Entries from a dataset:

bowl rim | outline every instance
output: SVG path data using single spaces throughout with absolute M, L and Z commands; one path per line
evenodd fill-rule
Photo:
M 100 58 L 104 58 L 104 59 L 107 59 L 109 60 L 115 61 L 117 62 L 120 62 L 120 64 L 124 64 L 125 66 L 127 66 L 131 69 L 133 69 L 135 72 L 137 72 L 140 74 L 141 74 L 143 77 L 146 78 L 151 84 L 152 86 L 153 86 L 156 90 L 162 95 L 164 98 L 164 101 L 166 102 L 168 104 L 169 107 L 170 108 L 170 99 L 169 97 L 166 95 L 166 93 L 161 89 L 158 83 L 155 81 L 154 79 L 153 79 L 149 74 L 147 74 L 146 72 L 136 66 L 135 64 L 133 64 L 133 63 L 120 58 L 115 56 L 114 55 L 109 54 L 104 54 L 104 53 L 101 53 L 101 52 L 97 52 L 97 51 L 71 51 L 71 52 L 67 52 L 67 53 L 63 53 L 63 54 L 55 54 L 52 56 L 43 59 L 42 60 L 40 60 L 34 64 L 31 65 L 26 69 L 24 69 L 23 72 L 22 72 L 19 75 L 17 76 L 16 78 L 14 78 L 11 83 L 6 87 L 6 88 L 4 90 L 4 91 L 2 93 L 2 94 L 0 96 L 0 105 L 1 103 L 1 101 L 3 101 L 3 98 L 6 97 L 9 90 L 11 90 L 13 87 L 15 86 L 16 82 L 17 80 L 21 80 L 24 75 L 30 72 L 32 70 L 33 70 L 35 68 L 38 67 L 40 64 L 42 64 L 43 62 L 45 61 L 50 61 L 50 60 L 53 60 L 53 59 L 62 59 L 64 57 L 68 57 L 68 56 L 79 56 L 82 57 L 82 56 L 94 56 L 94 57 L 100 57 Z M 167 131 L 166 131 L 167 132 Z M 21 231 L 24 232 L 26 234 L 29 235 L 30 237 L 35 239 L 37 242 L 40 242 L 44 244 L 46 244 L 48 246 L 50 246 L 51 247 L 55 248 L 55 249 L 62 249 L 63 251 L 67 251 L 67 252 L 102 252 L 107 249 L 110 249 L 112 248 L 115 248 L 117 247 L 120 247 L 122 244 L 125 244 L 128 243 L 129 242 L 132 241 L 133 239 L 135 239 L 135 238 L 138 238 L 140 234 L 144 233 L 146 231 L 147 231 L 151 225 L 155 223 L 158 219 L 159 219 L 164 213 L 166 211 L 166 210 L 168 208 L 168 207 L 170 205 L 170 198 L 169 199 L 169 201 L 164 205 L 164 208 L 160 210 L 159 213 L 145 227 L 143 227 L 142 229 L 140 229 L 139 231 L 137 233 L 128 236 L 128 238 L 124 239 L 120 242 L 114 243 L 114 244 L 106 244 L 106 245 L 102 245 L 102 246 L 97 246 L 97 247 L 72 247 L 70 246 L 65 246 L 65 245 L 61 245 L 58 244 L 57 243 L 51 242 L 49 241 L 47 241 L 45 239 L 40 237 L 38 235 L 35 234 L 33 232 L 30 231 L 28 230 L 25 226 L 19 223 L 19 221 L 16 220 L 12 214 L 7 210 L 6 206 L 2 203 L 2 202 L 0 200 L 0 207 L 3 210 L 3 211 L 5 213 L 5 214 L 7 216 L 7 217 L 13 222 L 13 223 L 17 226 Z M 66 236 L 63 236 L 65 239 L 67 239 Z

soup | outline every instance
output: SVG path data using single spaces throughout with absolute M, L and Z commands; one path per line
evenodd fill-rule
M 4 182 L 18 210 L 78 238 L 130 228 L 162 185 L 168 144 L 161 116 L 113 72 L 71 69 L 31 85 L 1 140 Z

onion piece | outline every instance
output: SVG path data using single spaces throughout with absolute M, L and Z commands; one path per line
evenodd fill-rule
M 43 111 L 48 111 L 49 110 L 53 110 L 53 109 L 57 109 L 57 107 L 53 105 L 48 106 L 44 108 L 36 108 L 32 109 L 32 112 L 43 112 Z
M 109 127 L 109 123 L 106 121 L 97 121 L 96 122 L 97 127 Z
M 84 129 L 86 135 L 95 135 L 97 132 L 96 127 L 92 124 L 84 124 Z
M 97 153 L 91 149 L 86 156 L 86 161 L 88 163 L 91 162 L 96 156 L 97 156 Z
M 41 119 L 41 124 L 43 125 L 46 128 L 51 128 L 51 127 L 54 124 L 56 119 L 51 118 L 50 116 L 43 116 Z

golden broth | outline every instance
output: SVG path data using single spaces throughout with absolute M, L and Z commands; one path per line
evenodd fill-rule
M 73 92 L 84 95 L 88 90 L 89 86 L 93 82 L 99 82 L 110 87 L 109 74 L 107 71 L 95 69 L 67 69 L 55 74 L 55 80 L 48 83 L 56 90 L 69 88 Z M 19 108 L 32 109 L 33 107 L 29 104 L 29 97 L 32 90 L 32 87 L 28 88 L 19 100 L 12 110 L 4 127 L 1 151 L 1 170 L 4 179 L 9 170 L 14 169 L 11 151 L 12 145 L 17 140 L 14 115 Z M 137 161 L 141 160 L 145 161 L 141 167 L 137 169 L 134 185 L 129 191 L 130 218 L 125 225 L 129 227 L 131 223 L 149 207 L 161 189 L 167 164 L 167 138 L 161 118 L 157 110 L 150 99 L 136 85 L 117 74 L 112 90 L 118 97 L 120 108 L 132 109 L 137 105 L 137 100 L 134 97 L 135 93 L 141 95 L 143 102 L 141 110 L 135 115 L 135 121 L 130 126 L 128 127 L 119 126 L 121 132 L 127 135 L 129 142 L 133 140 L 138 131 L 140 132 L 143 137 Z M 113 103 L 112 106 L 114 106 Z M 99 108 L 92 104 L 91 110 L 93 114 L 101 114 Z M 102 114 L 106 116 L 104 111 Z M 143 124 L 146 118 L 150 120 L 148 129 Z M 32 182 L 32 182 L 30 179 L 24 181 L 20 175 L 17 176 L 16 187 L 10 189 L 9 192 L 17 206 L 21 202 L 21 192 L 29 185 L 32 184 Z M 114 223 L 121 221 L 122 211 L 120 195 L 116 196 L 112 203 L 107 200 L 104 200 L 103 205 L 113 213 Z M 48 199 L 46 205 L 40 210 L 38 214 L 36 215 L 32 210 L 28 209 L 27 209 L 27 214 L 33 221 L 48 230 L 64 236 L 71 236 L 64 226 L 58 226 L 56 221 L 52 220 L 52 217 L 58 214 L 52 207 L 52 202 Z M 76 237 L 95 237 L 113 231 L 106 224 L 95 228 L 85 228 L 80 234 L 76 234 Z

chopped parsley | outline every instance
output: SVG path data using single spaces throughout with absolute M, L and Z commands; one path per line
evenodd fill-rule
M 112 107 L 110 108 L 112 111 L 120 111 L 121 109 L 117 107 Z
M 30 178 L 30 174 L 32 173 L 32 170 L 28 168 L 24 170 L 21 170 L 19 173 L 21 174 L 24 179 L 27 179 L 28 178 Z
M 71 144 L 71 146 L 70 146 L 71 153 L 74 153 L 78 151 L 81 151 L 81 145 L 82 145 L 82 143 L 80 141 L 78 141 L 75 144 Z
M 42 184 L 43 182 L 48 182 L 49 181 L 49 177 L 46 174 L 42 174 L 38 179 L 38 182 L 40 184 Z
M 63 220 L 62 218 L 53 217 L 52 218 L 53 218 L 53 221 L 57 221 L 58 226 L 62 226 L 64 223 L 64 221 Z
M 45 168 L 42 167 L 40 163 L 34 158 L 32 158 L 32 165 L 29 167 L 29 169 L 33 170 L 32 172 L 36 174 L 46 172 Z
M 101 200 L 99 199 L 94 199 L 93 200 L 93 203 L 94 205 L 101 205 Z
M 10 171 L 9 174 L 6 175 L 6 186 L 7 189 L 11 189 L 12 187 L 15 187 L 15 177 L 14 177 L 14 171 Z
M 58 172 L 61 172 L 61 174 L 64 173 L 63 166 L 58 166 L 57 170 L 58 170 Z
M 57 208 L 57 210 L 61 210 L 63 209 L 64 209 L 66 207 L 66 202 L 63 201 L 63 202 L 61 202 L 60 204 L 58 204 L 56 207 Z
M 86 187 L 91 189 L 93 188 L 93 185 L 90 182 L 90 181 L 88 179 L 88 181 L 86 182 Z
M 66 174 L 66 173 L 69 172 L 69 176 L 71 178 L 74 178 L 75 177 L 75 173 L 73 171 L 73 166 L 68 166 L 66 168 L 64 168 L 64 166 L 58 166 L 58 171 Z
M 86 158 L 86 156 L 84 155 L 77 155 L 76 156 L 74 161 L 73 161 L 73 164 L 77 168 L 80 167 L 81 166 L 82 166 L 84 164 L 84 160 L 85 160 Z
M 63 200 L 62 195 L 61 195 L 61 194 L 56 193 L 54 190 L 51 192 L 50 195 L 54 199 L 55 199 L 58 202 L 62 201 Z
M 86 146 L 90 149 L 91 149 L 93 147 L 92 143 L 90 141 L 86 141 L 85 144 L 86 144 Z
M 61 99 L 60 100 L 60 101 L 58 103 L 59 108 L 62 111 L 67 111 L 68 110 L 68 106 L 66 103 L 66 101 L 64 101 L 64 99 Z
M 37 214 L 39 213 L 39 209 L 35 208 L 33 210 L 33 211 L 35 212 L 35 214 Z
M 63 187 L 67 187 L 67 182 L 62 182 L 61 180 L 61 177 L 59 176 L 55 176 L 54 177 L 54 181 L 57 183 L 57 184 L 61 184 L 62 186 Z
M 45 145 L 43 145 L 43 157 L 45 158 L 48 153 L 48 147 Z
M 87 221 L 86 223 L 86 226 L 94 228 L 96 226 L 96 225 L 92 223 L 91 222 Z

* [To do]
Reproduce the data lines between the line containing "chopped parsley | outline every instance" and the line containing "M 86 187 L 91", inclusive.

* [Reply]
chopped parsley | outline every instance
output: SVG path data using single spaces throughout with absolute M, L and Z commands; one path per line
evenodd fill-rule
M 112 107 L 110 108 L 112 111 L 120 111 L 121 109 L 117 107 Z
M 30 178 L 30 174 L 32 173 L 32 170 L 28 168 L 24 170 L 21 170 L 19 173 L 21 174 L 24 179 L 27 179 L 28 178 Z
M 71 144 L 71 146 L 70 146 L 71 153 L 74 153 L 78 151 L 81 151 L 81 145 L 82 145 L 82 143 L 80 141 L 78 141 L 75 144 Z
M 42 184 L 43 182 L 48 182 L 49 181 L 49 177 L 46 174 L 42 174 L 38 179 L 38 182 L 40 184 Z
M 63 220 L 62 218 L 53 217 L 52 218 L 53 218 L 53 221 L 57 221 L 58 226 L 62 226 L 64 223 L 64 221 Z
M 45 168 L 42 167 L 40 163 L 34 158 L 32 158 L 32 165 L 29 167 L 29 169 L 33 170 L 32 172 L 36 174 L 46 172 Z
M 101 200 L 99 199 L 94 199 L 93 200 L 93 203 L 94 205 L 101 205 Z
M 10 171 L 9 174 L 6 175 L 6 186 L 7 189 L 11 189 L 12 187 L 15 187 L 15 177 L 14 177 L 14 171 Z
M 58 172 L 61 172 L 61 174 L 64 173 L 63 166 L 58 166 L 57 170 L 58 170 Z
M 57 208 L 57 210 L 61 210 L 63 209 L 64 209 L 66 207 L 66 202 L 63 201 L 63 202 L 61 202 L 60 204 L 58 204 L 56 207 Z
M 86 187 L 91 189 L 93 188 L 93 185 L 90 182 L 90 181 L 88 179 L 88 181 L 86 182 Z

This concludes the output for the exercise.